== Input data ==
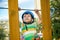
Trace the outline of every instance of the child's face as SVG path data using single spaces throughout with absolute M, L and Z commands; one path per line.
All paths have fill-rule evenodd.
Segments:
M 33 19 L 30 14 L 24 14 L 23 21 L 26 23 L 30 23 Z

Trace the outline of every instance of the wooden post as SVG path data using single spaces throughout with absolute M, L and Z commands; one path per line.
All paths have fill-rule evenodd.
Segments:
M 41 0 L 43 40 L 52 40 L 49 0 Z
M 8 0 L 10 40 L 20 40 L 18 0 Z

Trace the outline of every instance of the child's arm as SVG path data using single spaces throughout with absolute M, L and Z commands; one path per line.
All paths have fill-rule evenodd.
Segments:
M 35 10 L 35 13 L 37 14 L 37 16 L 39 18 L 38 24 L 41 24 L 41 15 L 40 15 L 40 13 L 39 13 L 39 11 L 37 9 Z

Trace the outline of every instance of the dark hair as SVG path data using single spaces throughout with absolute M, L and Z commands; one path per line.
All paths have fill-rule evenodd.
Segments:
M 34 22 L 34 14 L 33 14 L 32 12 L 30 12 L 30 11 L 26 11 L 26 12 L 24 12 L 24 13 L 22 14 L 22 20 L 23 20 L 23 17 L 24 17 L 25 14 L 30 14 L 30 15 L 31 15 L 31 18 L 33 19 L 33 22 Z M 33 23 L 33 22 L 32 22 L 32 23 Z M 25 24 L 30 24 L 30 23 L 26 23 L 26 22 L 23 22 L 23 23 L 25 23 Z

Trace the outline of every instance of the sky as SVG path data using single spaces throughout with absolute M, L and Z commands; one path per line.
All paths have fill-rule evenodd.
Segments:
M 8 0 L 0 0 L 0 7 L 8 8 Z M 18 7 L 22 9 L 35 9 L 35 3 L 34 0 L 18 0 Z M 24 11 L 19 11 L 19 20 L 21 20 L 21 15 L 23 14 L 23 12 Z M 0 9 L 0 20 L 8 19 L 9 19 L 8 9 Z

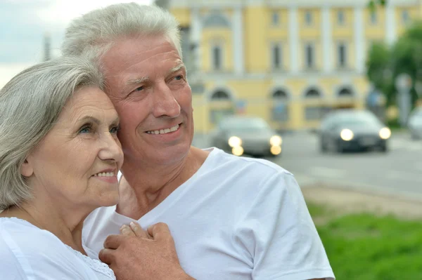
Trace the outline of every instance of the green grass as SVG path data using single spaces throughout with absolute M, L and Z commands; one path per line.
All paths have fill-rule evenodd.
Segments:
M 422 221 L 308 208 L 337 279 L 422 279 Z

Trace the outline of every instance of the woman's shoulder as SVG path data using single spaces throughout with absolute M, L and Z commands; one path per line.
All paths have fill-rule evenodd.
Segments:
M 36 279 L 51 275 L 89 279 L 83 264 L 60 239 L 18 218 L 0 218 L 0 259 L 7 260 L 0 262 L 0 271 L 37 275 Z

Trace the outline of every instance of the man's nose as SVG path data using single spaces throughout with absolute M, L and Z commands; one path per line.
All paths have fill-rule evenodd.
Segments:
M 180 105 L 174 93 L 165 82 L 154 88 L 153 112 L 155 117 L 167 116 L 175 118 L 180 114 Z

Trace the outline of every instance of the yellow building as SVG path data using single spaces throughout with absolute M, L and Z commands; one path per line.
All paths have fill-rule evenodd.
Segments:
M 393 43 L 422 14 L 419 0 L 374 11 L 369 0 L 167 2 L 182 30 L 199 133 L 226 114 L 296 130 L 315 128 L 333 108 L 364 107 L 369 46 Z

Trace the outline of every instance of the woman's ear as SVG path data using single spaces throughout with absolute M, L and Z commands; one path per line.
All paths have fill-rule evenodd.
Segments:
M 25 162 L 20 167 L 20 174 L 25 177 L 30 177 L 34 173 L 32 164 L 28 162 L 27 159 L 25 159 Z

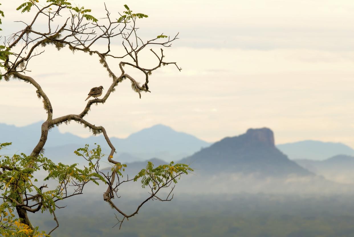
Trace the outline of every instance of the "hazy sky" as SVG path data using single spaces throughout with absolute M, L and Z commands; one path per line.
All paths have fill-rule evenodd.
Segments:
M 22 27 L 13 22 L 29 16 L 14 10 L 22 1 L 4 1 L 3 36 Z M 92 106 L 86 119 L 109 135 L 125 137 L 162 123 L 213 141 L 267 127 L 278 144 L 312 139 L 354 147 L 354 1 L 104 1 L 112 16 L 124 4 L 148 15 L 138 26 L 145 40 L 180 32 L 164 52 L 183 69 L 153 73 L 152 93 L 141 99 L 125 81 L 104 104 Z M 104 16 L 104 1 L 74 2 Z M 97 56 L 45 50 L 29 75 L 48 96 L 55 116 L 79 113 L 91 88 L 109 86 Z M 155 62 L 152 56 L 146 55 L 146 63 Z M 0 90 L 0 122 L 24 126 L 46 118 L 31 85 L 2 81 Z M 74 123 L 59 129 L 90 134 Z

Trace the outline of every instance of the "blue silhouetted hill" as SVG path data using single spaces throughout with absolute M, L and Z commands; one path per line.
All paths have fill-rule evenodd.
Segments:
M 244 134 L 224 138 L 181 162 L 211 174 L 222 172 L 274 176 L 313 175 L 290 160 L 276 148 L 274 141 L 270 129 L 250 129 Z

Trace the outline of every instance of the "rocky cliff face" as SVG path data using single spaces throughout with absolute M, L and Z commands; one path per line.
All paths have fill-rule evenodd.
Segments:
M 312 175 L 276 149 L 273 131 L 266 128 L 250 129 L 244 134 L 224 138 L 182 162 L 190 163 L 202 172 Z
M 275 146 L 274 134 L 269 128 L 250 128 L 247 130 L 245 137 L 249 142 L 256 142 L 273 147 Z

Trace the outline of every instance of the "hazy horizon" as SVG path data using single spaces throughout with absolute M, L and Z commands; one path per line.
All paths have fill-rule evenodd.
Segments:
M 104 16 L 102 2 L 76 2 L 98 17 Z M 152 93 L 141 99 L 123 82 L 104 105 L 93 108 L 88 119 L 104 126 L 110 135 L 125 137 L 163 123 L 213 142 L 266 127 L 277 134 L 278 144 L 310 139 L 354 147 L 354 25 L 348 23 L 354 22 L 352 1 L 105 2 L 112 14 L 127 4 L 148 15 L 138 22 L 144 40 L 179 32 L 180 39 L 164 52 L 183 69 L 167 66 L 153 73 Z M 0 35 L 22 29 L 13 21 L 30 17 L 15 11 L 17 5 L 2 3 Z M 118 50 L 120 44 L 112 47 Z M 101 84 L 106 88 L 110 81 L 96 57 L 85 58 L 85 66 L 79 67 L 73 63 L 83 60 L 80 52 L 45 49 L 31 60 L 28 74 L 48 95 L 55 117 L 80 112 L 90 89 Z M 47 60 L 52 55 L 57 57 L 55 65 Z M 148 64 L 150 56 L 142 60 Z M 129 72 L 139 78 L 135 73 Z M 45 119 L 33 87 L 11 80 L 1 81 L 0 88 L 3 98 L 12 99 L 0 102 L 0 122 L 23 126 Z M 67 96 L 63 96 L 64 89 Z M 76 124 L 59 129 L 90 134 Z

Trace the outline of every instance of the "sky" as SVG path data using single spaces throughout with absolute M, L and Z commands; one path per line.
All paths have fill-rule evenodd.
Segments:
M 5 1 L 3 36 L 23 27 L 14 21 L 30 19 L 15 10 L 22 1 Z M 266 127 L 277 144 L 312 139 L 354 147 L 354 1 L 104 1 L 112 16 L 124 4 L 148 15 L 138 26 L 145 40 L 179 32 L 164 52 L 182 68 L 154 72 L 152 93 L 141 99 L 124 81 L 104 104 L 93 106 L 86 119 L 109 135 L 124 138 L 162 123 L 213 142 Z M 103 1 L 73 3 L 104 16 Z M 55 117 L 81 112 L 91 88 L 110 85 L 97 56 L 45 50 L 30 62 L 28 75 L 48 95 Z M 154 57 L 147 52 L 144 63 L 155 63 Z M 119 74 L 118 67 L 114 71 Z M 23 126 L 45 120 L 35 90 L 18 80 L 0 82 L 0 122 Z M 59 129 L 90 135 L 73 122 Z

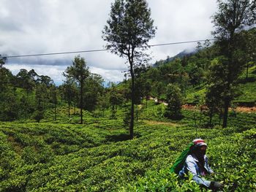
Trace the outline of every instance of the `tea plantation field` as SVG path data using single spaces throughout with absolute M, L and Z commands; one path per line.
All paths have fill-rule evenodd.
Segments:
M 169 172 L 196 137 L 195 112 L 170 121 L 157 118 L 162 107 L 140 115 L 133 140 L 121 118 L 91 117 L 83 125 L 1 122 L 0 191 L 200 191 L 191 178 Z M 228 128 L 198 128 L 197 136 L 208 144 L 210 180 L 222 182 L 224 191 L 254 191 L 256 114 L 236 115 Z

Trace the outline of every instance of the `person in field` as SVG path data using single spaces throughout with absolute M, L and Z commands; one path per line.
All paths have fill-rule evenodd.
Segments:
M 206 155 L 206 149 L 207 144 L 204 140 L 202 139 L 193 140 L 176 160 L 170 171 L 178 174 L 181 178 L 185 178 L 185 176 L 190 172 L 193 175 L 193 180 L 202 187 L 213 191 L 221 190 L 223 188 L 222 183 L 204 178 L 206 174 L 214 174 Z

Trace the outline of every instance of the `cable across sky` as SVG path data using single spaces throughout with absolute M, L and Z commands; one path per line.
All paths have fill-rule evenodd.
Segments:
M 200 42 L 205 41 L 213 41 L 214 39 L 204 39 L 204 40 L 194 40 L 194 41 L 187 41 L 187 42 L 170 42 L 170 43 L 162 43 L 162 44 L 155 44 L 148 45 L 149 47 L 158 47 L 171 45 L 178 45 L 192 42 Z M 39 53 L 39 54 L 29 54 L 29 55 L 7 55 L 0 56 L 0 58 L 22 58 L 22 57 L 34 57 L 34 56 L 45 56 L 45 55 L 64 55 L 64 54 L 72 54 L 72 53 L 91 53 L 91 52 L 100 52 L 100 51 L 109 51 L 113 49 L 97 49 L 97 50 L 78 50 L 78 51 L 68 51 L 68 52 L 58 52 L 58 53 Z

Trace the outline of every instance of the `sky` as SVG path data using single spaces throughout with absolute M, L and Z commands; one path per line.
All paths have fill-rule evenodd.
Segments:
M 114 0 L 0 0 L 0 54 L 19 55 L 98 50 L 106 42 L 102 31 Z M 212 39 L 211 16 L 215 0 L 148 0 L 154 25 L 157 27 L 149 45 Z M 152 47 L 156 61 L 172 57 L 197 43 Z M 5 67 L 16 74 L 34 69 L 50 77 L 56 84 L 78 53 L 8 58 Z M 110 52 L 80 53 L 90 71 L 106 82 L 118 82 L 128 69 L 124 58 Z

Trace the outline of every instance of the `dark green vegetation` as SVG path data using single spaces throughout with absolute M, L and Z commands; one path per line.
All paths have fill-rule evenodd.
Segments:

== Task details ==
Please recast the items as a JSON list of strings, one string per line, beginning at the start of the items and stopping after the line that contains "M 33 19 L 30". Leave out blank lines and the pictures.

== Solution ==
[
  "Trace the outline of every instance of the child's face as SVG path data using single spaces throughout with absolute M, L and Z commands; one path per line.",
  "All paths have fill-rule evenodd.",
  "Segments:",
  "M 33 19 L 30 14 L 24 14 L 23 21 L 26 23 L 30 23 Z"
]